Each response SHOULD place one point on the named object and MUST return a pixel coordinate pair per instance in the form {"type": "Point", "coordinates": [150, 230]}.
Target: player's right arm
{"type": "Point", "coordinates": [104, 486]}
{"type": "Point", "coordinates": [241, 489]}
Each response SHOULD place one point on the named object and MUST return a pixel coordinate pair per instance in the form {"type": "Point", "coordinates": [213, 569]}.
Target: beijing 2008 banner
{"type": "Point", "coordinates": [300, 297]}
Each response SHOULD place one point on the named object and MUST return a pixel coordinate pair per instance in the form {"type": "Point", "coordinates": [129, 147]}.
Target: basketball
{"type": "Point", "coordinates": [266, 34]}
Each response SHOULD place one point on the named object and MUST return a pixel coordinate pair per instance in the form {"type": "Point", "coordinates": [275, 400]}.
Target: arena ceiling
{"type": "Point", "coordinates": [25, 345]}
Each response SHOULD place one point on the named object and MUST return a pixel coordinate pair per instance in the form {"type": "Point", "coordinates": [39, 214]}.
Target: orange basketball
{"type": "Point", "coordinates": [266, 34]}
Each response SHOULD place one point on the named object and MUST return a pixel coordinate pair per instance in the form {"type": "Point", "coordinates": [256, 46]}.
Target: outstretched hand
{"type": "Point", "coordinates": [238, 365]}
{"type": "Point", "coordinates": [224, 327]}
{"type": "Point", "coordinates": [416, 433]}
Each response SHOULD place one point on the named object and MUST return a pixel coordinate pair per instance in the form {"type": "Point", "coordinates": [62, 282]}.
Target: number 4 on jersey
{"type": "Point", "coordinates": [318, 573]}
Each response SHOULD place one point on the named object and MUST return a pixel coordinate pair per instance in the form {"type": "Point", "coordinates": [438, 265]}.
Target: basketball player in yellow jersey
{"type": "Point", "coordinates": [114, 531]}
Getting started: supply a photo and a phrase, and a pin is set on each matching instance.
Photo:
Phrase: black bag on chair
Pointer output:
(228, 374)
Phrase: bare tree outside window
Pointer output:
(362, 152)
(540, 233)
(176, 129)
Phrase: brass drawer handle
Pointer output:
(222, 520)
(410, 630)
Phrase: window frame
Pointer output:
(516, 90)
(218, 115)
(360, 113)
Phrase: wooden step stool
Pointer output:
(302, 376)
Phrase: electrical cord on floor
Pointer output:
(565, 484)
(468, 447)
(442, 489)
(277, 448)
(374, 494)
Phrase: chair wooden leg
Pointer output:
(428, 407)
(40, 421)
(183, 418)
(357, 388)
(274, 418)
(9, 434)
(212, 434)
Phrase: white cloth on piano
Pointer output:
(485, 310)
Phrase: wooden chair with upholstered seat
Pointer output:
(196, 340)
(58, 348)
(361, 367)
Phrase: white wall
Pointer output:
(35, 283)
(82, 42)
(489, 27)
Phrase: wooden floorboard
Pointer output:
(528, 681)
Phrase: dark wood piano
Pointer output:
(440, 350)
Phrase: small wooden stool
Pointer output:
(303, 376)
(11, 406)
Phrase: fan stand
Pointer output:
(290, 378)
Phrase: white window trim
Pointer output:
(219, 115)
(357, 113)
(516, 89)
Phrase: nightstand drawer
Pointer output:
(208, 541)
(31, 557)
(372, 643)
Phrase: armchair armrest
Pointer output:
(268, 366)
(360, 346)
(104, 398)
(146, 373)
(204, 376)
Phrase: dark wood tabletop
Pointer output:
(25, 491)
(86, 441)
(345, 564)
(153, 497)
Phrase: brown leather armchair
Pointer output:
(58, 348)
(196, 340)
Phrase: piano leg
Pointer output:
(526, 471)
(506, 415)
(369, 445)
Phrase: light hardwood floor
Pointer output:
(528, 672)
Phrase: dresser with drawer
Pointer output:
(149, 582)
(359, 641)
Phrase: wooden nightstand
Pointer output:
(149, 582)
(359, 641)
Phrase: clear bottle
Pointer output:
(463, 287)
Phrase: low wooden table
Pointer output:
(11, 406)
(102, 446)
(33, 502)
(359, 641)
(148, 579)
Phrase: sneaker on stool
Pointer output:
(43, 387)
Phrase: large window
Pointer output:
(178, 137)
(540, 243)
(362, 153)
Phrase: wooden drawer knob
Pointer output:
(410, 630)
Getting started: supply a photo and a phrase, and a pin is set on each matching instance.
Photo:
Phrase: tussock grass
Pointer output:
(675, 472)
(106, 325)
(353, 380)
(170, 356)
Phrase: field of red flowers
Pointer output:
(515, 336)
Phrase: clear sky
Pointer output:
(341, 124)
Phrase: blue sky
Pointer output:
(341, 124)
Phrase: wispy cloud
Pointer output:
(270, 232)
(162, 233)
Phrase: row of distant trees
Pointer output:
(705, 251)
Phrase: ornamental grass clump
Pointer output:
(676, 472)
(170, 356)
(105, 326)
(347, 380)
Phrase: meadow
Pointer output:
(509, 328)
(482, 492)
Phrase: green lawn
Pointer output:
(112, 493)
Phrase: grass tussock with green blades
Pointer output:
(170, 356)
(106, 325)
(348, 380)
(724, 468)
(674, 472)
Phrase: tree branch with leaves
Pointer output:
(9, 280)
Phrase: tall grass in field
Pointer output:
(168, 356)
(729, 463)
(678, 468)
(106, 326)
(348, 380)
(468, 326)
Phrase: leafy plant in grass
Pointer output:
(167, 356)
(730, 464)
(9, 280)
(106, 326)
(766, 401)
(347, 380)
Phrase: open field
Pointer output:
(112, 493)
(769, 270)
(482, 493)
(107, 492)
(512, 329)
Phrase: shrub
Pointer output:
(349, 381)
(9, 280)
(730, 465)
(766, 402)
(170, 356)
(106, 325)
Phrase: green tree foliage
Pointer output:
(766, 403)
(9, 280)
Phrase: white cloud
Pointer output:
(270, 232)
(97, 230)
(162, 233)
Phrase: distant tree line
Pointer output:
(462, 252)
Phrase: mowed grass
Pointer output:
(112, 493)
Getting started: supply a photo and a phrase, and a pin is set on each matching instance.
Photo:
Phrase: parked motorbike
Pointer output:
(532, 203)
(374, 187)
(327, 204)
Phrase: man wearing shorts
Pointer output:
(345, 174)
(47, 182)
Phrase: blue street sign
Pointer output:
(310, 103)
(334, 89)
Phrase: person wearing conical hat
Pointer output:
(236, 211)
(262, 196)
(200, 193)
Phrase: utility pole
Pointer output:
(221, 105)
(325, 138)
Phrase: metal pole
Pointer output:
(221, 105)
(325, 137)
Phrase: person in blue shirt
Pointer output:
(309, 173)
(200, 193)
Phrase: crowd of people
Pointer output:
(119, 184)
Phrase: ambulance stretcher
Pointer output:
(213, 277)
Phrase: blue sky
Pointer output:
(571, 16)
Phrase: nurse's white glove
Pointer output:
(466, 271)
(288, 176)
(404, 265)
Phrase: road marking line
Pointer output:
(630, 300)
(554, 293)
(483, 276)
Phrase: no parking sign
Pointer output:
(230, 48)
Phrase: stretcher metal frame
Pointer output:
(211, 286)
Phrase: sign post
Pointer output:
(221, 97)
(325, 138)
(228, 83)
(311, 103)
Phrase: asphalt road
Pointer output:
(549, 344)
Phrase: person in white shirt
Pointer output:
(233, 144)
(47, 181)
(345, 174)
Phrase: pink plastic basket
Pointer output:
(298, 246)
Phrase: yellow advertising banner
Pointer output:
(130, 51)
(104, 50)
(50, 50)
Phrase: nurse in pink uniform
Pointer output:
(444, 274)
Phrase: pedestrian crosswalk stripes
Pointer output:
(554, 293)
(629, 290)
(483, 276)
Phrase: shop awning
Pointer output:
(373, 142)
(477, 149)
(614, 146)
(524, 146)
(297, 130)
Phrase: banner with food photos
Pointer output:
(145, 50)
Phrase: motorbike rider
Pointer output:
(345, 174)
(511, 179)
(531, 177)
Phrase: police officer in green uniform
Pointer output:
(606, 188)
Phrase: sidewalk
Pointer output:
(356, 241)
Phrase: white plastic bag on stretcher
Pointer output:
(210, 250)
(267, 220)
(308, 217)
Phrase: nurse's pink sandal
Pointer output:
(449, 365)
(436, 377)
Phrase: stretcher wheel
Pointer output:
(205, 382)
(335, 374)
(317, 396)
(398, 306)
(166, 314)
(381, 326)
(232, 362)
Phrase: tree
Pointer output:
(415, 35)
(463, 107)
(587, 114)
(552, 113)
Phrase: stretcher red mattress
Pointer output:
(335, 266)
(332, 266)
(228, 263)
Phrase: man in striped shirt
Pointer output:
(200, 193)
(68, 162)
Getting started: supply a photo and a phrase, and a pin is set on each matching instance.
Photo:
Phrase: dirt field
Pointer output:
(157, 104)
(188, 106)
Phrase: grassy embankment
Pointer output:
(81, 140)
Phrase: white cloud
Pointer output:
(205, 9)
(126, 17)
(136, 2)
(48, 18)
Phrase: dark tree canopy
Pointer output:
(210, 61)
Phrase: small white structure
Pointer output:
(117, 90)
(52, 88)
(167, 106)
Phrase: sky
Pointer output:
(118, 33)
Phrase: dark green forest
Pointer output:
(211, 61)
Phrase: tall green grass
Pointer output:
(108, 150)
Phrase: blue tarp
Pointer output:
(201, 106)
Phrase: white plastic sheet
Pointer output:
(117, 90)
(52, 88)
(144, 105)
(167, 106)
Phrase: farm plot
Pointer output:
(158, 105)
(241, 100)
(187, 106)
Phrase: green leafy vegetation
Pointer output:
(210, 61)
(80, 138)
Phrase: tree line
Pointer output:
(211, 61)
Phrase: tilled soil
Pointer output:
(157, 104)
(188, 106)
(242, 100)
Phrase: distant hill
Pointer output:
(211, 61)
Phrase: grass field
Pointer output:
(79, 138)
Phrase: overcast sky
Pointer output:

* * * *

## EXERCISE INSTRUCTIONS:
Wherever the string "distant" is found in the listing above, copy the line that contains it.

## TASK OUTPUT:
Phrase: row of distant trees
Phrase: distant tree line
Phrase: distant hill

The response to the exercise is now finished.